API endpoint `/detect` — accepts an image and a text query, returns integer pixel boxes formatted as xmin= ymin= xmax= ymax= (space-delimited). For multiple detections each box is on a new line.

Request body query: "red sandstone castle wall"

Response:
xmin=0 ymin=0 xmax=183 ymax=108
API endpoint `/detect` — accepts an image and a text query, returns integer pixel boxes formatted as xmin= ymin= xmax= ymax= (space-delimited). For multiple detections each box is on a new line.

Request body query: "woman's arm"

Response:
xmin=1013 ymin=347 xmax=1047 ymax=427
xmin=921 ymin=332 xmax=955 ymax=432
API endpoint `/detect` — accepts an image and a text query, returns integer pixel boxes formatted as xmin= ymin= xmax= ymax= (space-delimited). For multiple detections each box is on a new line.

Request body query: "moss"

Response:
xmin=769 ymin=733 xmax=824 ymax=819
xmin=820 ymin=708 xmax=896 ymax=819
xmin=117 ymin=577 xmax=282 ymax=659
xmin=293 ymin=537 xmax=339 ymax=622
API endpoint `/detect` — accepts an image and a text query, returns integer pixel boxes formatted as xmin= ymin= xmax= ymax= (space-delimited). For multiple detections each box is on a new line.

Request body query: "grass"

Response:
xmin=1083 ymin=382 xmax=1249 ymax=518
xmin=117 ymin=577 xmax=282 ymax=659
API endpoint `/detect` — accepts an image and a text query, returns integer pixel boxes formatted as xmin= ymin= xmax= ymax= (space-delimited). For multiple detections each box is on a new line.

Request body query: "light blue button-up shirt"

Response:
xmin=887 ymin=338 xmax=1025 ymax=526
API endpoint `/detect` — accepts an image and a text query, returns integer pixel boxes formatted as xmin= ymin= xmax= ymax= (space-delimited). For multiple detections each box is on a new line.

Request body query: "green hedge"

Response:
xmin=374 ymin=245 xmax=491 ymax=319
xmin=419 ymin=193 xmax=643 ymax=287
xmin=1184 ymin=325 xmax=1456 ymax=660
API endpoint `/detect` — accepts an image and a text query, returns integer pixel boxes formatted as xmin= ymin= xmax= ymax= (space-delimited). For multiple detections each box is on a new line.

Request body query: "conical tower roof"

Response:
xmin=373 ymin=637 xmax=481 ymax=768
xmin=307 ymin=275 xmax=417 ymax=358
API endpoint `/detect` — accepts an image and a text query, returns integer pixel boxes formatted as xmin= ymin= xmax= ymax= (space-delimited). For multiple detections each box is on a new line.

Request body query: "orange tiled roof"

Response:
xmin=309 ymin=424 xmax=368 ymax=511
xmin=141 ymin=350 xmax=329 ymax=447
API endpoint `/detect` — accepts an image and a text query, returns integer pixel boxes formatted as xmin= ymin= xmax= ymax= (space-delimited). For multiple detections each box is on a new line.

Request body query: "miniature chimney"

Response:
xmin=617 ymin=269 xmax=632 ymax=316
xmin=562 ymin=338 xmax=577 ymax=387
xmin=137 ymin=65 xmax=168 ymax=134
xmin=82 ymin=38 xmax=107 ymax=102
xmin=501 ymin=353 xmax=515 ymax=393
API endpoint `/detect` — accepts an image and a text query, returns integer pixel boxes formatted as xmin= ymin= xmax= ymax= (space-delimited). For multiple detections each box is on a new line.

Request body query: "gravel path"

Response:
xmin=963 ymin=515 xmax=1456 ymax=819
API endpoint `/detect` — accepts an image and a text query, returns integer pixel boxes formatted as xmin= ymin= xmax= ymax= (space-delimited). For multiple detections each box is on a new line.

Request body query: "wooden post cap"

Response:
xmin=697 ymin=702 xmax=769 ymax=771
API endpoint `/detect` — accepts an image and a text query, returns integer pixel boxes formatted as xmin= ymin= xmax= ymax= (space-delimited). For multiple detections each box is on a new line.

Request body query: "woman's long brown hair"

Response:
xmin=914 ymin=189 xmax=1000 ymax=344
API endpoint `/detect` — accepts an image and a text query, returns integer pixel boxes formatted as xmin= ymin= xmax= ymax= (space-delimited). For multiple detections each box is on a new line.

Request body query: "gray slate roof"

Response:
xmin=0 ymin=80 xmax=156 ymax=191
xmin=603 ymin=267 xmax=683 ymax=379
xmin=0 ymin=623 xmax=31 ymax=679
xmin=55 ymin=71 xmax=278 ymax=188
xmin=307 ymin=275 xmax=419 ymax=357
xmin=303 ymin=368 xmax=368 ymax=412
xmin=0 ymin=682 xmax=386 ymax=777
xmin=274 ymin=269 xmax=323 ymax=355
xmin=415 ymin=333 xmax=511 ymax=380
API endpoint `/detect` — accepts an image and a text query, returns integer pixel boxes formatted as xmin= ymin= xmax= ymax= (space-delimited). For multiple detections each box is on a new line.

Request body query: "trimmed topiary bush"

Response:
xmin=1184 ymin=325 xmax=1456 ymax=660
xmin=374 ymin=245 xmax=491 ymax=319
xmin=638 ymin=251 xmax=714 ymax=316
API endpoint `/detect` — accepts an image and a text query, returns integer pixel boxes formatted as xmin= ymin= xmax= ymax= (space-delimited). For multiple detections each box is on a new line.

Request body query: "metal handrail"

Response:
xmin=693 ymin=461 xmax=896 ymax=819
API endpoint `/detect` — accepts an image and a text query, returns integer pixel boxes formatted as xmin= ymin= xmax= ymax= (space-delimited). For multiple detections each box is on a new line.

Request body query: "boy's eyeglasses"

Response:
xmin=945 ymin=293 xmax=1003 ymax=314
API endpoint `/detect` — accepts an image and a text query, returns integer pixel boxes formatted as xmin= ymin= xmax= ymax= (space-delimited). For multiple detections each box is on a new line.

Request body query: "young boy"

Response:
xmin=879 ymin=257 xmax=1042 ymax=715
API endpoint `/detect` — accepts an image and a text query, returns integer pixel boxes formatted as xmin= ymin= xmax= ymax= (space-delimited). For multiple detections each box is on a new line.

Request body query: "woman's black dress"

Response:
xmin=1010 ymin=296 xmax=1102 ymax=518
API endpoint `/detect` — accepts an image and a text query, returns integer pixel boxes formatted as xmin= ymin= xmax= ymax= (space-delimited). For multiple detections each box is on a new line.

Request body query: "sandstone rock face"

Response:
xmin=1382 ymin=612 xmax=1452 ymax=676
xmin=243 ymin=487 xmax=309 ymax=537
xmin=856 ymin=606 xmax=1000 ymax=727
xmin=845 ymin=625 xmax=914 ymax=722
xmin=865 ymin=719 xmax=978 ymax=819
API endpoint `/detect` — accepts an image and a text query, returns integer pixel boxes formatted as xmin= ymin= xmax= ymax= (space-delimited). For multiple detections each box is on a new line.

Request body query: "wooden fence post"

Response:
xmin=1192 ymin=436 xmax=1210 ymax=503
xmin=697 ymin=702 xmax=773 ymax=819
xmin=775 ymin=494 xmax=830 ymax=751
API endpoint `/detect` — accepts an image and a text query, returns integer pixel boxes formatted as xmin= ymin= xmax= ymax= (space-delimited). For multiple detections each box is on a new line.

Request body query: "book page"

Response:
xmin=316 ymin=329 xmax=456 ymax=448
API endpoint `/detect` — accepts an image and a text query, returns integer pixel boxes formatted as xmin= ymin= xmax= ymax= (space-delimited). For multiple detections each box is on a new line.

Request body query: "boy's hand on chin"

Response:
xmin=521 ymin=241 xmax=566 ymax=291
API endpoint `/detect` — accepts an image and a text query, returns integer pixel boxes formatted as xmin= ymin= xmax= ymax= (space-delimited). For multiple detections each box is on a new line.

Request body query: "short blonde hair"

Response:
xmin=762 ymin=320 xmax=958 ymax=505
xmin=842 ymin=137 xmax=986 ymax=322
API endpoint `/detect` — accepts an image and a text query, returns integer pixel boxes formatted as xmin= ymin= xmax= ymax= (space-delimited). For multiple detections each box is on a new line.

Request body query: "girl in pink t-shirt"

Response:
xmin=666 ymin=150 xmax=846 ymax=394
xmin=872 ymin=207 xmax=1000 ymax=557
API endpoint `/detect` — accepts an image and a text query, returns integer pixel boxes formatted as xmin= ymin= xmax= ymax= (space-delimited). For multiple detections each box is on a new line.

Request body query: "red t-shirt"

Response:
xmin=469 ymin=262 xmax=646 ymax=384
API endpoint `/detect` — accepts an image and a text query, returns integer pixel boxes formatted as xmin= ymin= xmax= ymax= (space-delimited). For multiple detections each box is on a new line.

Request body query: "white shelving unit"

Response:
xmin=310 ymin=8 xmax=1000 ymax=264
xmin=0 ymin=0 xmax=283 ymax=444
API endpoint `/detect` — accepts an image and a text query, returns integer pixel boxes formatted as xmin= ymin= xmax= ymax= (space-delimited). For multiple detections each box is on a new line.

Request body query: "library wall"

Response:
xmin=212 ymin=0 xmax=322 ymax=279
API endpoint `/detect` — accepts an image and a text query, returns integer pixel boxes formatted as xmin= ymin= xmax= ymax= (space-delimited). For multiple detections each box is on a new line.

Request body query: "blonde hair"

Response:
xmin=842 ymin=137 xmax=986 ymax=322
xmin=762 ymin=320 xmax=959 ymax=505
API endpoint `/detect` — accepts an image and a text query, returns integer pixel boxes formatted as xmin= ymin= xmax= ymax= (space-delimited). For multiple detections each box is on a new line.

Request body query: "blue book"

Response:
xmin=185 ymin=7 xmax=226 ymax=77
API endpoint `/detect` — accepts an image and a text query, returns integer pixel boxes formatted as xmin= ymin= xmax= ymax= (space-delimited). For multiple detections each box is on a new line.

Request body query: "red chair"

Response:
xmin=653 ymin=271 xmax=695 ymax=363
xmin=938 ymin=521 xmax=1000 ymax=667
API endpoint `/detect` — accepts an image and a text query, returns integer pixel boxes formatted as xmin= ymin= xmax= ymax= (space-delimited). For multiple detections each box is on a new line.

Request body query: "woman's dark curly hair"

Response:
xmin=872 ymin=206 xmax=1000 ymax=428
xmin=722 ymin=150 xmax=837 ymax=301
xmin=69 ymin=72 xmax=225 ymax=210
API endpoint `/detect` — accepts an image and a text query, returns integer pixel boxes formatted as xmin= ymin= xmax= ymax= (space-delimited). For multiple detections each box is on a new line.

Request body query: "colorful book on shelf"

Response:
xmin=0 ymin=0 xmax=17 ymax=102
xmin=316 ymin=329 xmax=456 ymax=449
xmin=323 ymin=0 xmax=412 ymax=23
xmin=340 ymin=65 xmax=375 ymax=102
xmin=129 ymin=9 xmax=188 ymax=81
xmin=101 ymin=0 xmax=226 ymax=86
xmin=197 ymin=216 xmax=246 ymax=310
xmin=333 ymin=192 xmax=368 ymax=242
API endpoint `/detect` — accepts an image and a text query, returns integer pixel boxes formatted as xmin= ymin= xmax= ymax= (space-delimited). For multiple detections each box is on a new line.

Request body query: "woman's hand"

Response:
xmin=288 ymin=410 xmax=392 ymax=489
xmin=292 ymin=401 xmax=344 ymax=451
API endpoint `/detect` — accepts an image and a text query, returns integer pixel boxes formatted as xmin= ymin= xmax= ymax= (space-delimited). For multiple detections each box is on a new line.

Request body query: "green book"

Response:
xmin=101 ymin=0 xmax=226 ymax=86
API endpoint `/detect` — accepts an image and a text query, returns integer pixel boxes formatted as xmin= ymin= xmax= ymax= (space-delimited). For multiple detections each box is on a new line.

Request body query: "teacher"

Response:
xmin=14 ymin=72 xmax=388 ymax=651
-- -- --
* _Objective_:
Please change "sandstone" to "granite" in the lines from the first one up to and including the line with "xmin=0 ymin=0 xmax=183 ymax=108", and write out only those lines with everything else left as it is.

* _Result for this task_:
API endpoint `/detect` — accepts an image and a text query, returns integer pixel boxes formatted as xmin= ymin= xmax= ymax= (space-delimited). For multiple detections each box is on a new line.

Request body query: "red granite castle wall"

Response:
xmin=0 ymin=0 xmax=183 ymax=108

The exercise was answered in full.